• _WHAT IS BEING ASKED_: Starting with the line that contains "Traffic-operations request: mark the dark shadow" and going on through the end of the records below, rewrite those lines with "frame" changed to "image" and everything else left as it is. Omit the pictures from your answer.

• _PROVIDED INFORMATION_:
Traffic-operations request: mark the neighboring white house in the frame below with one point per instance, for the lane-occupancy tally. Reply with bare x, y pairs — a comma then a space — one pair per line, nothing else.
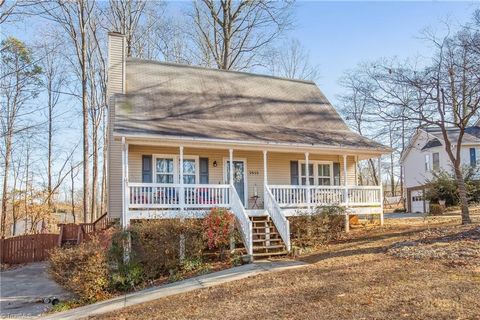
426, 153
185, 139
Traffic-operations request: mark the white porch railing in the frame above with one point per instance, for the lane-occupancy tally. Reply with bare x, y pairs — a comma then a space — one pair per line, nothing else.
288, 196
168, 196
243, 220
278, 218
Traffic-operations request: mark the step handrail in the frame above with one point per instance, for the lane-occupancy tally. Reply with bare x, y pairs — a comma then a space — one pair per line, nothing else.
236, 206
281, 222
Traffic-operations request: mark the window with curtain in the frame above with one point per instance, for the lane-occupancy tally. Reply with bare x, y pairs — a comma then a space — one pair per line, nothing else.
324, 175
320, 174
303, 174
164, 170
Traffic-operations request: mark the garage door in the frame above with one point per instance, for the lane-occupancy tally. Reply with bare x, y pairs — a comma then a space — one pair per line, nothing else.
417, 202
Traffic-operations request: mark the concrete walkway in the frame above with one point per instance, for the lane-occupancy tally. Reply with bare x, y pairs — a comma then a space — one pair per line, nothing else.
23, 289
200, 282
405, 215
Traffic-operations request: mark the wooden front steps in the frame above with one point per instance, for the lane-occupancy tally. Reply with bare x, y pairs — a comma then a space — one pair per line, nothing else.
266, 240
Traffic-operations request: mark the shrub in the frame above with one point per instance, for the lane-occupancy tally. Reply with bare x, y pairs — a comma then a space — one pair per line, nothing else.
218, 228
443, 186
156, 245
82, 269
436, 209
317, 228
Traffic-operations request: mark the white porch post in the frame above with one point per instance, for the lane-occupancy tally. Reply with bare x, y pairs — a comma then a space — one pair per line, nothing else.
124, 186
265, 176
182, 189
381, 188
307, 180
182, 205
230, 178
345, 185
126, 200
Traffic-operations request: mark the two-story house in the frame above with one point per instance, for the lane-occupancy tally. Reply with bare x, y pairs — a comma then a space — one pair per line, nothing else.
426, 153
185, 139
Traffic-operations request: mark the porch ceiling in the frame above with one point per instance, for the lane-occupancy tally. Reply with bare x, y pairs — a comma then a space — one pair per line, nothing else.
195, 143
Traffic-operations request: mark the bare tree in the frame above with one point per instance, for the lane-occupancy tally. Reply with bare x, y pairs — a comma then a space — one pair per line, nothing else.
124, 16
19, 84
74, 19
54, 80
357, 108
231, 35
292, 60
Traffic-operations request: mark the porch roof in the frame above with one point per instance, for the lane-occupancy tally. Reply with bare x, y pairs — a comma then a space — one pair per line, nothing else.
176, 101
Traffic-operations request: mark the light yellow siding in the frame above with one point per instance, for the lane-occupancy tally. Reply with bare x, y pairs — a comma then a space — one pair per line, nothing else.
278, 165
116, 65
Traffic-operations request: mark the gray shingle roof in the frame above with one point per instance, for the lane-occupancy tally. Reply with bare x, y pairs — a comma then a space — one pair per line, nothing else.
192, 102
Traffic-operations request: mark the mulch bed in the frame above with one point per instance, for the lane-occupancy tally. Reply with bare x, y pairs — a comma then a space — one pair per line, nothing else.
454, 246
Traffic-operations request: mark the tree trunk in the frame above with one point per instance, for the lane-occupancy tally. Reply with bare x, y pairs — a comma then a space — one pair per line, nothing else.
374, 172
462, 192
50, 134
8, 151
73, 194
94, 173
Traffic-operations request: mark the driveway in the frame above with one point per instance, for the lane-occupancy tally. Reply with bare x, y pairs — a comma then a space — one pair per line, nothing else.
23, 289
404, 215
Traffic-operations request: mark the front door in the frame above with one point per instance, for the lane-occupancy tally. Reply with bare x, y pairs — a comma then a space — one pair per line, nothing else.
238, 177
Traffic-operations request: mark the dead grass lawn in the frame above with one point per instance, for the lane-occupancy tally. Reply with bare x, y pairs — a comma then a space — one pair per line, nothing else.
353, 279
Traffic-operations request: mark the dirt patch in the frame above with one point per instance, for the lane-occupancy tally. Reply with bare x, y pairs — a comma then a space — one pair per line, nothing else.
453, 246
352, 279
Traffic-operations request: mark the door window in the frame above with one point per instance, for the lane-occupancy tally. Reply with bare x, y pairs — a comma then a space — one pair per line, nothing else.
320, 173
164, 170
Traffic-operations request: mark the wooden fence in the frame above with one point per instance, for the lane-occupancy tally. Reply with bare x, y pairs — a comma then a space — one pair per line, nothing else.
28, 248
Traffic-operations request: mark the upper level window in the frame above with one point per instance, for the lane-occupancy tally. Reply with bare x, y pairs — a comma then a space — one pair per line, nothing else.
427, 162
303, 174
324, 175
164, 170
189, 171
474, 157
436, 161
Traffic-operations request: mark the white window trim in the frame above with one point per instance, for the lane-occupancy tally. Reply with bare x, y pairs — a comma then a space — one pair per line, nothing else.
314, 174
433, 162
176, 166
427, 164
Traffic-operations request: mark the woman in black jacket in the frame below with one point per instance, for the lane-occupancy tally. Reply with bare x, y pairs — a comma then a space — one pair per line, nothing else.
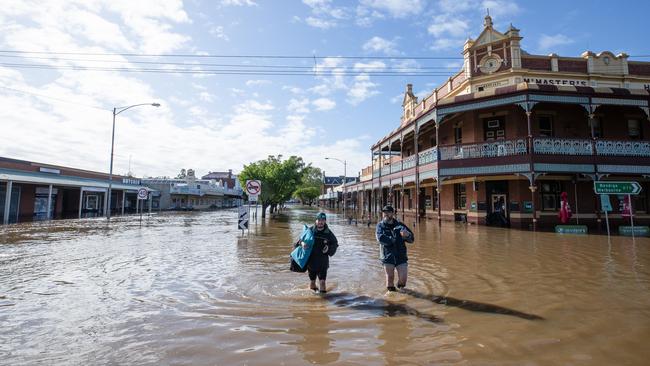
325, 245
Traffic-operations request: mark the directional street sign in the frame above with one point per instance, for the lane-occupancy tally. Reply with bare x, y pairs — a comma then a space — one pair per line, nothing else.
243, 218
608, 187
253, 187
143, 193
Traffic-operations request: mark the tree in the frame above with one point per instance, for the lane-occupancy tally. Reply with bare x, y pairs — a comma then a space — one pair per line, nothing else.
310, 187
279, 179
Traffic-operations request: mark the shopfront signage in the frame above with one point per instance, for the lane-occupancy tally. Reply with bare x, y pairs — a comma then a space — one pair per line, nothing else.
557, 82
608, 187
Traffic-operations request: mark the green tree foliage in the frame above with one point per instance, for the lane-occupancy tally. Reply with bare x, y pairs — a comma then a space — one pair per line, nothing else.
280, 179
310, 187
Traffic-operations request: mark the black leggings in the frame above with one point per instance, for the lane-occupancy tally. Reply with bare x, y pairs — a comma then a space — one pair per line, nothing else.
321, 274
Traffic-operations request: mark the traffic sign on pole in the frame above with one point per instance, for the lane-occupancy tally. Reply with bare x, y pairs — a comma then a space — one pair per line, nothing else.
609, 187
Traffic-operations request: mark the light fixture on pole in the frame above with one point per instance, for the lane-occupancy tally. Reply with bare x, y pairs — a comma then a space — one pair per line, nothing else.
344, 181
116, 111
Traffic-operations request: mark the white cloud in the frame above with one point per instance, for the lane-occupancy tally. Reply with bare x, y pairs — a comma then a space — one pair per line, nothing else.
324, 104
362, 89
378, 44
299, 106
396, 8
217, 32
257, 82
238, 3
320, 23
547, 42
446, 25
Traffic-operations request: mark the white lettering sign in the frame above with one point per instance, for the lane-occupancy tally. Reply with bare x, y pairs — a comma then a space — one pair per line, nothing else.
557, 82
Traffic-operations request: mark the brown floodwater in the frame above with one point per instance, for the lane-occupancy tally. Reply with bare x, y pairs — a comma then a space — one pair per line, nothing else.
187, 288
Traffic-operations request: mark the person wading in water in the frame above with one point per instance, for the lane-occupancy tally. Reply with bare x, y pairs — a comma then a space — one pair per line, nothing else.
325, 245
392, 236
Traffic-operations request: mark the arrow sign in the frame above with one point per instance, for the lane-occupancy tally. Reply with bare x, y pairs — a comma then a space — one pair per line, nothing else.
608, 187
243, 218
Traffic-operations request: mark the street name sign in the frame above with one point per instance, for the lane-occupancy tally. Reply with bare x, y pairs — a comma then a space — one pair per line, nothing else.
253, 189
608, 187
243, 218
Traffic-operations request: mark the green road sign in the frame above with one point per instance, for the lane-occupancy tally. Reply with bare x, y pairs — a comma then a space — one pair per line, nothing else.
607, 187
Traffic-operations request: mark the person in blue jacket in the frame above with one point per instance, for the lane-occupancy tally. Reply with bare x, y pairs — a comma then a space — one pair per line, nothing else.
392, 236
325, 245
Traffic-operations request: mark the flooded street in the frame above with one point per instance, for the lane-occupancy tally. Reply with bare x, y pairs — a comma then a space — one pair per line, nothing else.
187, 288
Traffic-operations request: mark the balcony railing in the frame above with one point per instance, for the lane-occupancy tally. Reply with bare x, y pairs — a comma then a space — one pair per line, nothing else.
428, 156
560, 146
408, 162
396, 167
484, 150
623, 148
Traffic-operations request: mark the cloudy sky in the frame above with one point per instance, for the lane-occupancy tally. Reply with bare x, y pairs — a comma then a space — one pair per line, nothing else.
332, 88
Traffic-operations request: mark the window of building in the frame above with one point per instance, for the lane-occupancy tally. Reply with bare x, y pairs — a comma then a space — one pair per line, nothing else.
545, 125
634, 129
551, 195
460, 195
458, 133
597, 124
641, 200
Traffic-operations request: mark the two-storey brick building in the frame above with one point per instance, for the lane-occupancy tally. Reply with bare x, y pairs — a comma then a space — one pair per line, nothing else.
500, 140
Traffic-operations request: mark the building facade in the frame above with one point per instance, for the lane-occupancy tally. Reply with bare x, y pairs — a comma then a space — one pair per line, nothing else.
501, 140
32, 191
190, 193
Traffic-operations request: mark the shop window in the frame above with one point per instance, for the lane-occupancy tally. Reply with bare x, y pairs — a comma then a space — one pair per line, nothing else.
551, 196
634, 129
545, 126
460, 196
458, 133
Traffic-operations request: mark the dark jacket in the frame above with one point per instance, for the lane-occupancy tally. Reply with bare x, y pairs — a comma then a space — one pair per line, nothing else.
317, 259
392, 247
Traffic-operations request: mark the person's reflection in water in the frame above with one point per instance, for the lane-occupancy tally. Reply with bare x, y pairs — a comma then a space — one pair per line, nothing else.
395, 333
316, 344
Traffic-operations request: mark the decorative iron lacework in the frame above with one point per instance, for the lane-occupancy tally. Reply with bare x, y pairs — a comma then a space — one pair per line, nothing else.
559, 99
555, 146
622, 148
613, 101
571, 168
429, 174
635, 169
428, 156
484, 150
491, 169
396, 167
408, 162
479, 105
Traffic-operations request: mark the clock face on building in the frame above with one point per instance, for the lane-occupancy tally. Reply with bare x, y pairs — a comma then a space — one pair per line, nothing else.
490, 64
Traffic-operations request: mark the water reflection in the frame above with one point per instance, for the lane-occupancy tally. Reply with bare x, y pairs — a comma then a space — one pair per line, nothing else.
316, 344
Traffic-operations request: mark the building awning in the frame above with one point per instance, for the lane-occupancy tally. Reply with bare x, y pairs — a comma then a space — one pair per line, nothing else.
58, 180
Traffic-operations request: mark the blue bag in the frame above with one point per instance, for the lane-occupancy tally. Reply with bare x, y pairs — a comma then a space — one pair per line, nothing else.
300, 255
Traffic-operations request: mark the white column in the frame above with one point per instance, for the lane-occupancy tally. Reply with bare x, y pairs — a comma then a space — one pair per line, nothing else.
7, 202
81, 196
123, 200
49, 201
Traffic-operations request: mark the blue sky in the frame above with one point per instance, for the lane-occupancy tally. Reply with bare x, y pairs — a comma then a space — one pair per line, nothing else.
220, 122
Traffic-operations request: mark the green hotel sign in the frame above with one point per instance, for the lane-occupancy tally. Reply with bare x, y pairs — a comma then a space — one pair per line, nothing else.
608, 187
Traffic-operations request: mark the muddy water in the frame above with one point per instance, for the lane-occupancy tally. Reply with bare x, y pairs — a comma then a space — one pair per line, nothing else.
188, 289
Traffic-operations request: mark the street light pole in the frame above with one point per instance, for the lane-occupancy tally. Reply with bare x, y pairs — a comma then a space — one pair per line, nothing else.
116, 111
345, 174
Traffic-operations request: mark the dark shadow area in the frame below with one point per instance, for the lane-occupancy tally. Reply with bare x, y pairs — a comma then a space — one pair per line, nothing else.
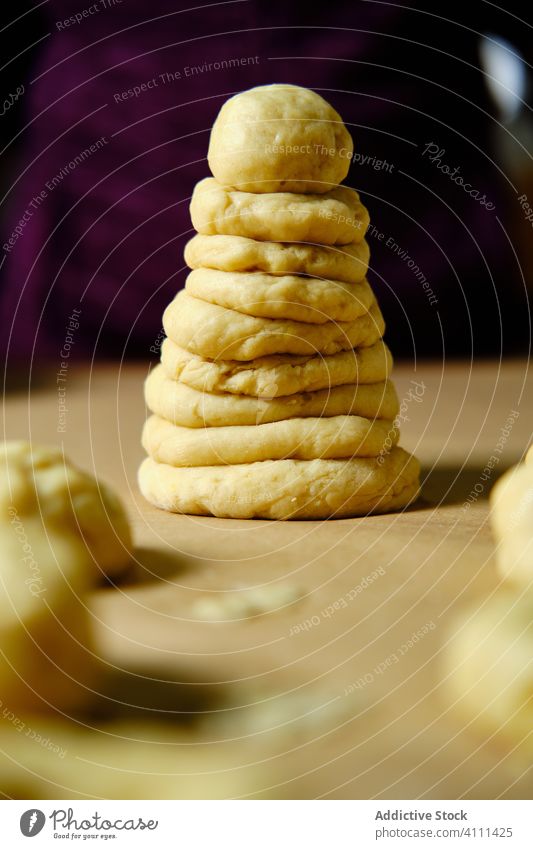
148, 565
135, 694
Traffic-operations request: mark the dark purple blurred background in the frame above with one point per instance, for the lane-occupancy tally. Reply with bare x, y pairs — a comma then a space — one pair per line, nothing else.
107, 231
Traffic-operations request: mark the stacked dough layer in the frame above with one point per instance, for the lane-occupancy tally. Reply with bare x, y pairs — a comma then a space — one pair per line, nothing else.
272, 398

• _EXERCISE ANSWER_:
Traffic-operations request: mark the dark shadow area in the image below with one point per instance, for the lane-occupancy tally. Reply with bare x, y pairs — a comma then a space — one pair per line, nothing else.
148, 565
135, 694
Traffic-operations request: mark the dark purple blurred background in the image above with one point per instance, for the lane-occupancy tally. Reply with bare x, y pairs — a comma then a space — one pair per line, nothing else.
107, 231
Traffic-operations request: mark the stacked dough layer in the image above with one point per instance, for the lane-occupancy tally. Reply with bare x, y pairs — a comma then a space — one pair per line, nothing else.
272, 398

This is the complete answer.